*** EXCERPT PROVIDED Section Begins ***

This coming-of-age documentary gives us a glimpse of what it
was like growing up as a child star in the 90s. Written and directed by “Punky
Brewster” star, Soleil Moon Frye, this film is composed of a unique combination
of newly captured interviews interlaced with archival footage that Frye
collected in her formable years.
I’m just a bit younger than most of the people featured in
this film. But as a 90s kid and a TV junkie, I still feel as though I grew up
with a lot of them. “Saved by the Bell”, “Roseanne”, “Growing Pains” and even a
little “SeaQuest” could all be found illuminating my cathode-ray tube on any
given weeknight. And although I never really got into “Punky Brewster” as a
child, I was aware of it and have revisited the series in recent years with my
wife.
As the film begins, we touch on some of the perils of the Hollywood
life for developing children. The film and TV industry is as destructive a
machine as any other, with rea-word adult risks and consequences for those that
work in it. We don’t send children down into coal mines or into factories anymore
and I’m left to wonder if we should be thinking more about it in those terms.

*** EXCERPT PROVIDED Section Ends ***
*** ENTRIES SHOWN Section Begins ***

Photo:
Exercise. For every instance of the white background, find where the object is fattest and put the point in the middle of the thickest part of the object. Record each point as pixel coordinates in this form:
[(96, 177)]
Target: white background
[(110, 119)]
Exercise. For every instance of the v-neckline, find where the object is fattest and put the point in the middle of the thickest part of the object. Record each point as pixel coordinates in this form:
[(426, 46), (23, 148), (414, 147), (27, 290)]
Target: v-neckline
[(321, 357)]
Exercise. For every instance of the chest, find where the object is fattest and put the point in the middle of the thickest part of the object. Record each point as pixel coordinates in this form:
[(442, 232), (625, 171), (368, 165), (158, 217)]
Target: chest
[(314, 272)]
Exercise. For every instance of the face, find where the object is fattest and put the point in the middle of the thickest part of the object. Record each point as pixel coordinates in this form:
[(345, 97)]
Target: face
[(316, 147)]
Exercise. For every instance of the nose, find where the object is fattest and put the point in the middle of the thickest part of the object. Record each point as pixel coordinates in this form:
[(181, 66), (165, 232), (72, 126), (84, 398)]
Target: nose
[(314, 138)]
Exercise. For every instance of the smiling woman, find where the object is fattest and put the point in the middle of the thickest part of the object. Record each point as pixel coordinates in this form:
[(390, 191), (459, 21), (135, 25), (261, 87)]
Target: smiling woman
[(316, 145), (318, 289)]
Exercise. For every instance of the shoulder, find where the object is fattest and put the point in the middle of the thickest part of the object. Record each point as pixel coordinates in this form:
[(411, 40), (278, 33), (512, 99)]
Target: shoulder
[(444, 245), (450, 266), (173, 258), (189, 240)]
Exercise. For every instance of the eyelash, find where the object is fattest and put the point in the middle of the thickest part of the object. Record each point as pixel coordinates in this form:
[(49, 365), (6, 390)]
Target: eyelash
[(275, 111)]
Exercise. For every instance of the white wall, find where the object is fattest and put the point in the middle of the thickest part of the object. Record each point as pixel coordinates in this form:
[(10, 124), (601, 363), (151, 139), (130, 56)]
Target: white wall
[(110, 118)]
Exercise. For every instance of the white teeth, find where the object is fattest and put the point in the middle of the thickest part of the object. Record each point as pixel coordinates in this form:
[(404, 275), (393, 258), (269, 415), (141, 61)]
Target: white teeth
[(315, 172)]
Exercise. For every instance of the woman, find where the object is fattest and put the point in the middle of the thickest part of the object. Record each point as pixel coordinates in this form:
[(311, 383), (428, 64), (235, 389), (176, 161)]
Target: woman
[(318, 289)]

*** ENTRIES SHOWN Section Ends ***

REQUIREMENT 1
In the documentary review, who wrote and directed the film?
REQUIREMENT 2
Carry on with the documentary review from its last sentence.

RESPONSE 1
Soleil Moon Frye, the star of "Punky Brewster," wrote and directed it.

RESPONSE 2
But on the other hand, the intimacy of this documentary has
such a familiar feeling to it that you can’t help but see yourself in some of
the footage. These kids may have grown up in a different world, but it was one
that was parallel and analogous to ours. They experienced all of the same insecurities
and identity crises that were simply built into the developing adolescent
human. The limelight may amplify and magnify what young celebrities go through,
but I’m not sure how much it actually makes it worse.
The era matters as well. In some ways, the nineties were far crueler, especially if you were
different. But as we listened to Frye’s voicemails from anonymous callers, spewing hatred and vulgarity, I couldn’t help but think of today’s young stars and how much more access today’s hatred has to them. YouTube comments, Twitter and Instagram have a way of nurturing that toxicity at levels that the cast of this film could have never imagined having to deal with.In the end, the film is much less interested in answering
any of these questions than it is in providing a safe environment for its
subjects to explore. We finish on an inspirational and therapeutic note as the
movie somewhat morphs into a “making-of” documentary of itself. The takeaway,
that the act of reflection can give clarity once unattainable is spelled out in
real time as Frye seems to reinvent her own thesis. It’s almost as if she didn’t
realize why she was making this piece until its completion. These folds only
add to the film’s candid honesty.
My only real issue was that I can’t help but imagine what footage
ended up on the cutting room floor of this seventy-one-minute glimpse into a
decade of interesting lives. I spent a large part of the nineties living
vicariously through the people on screen and I could have spent more time
reflecting on those years through their sincerest moments.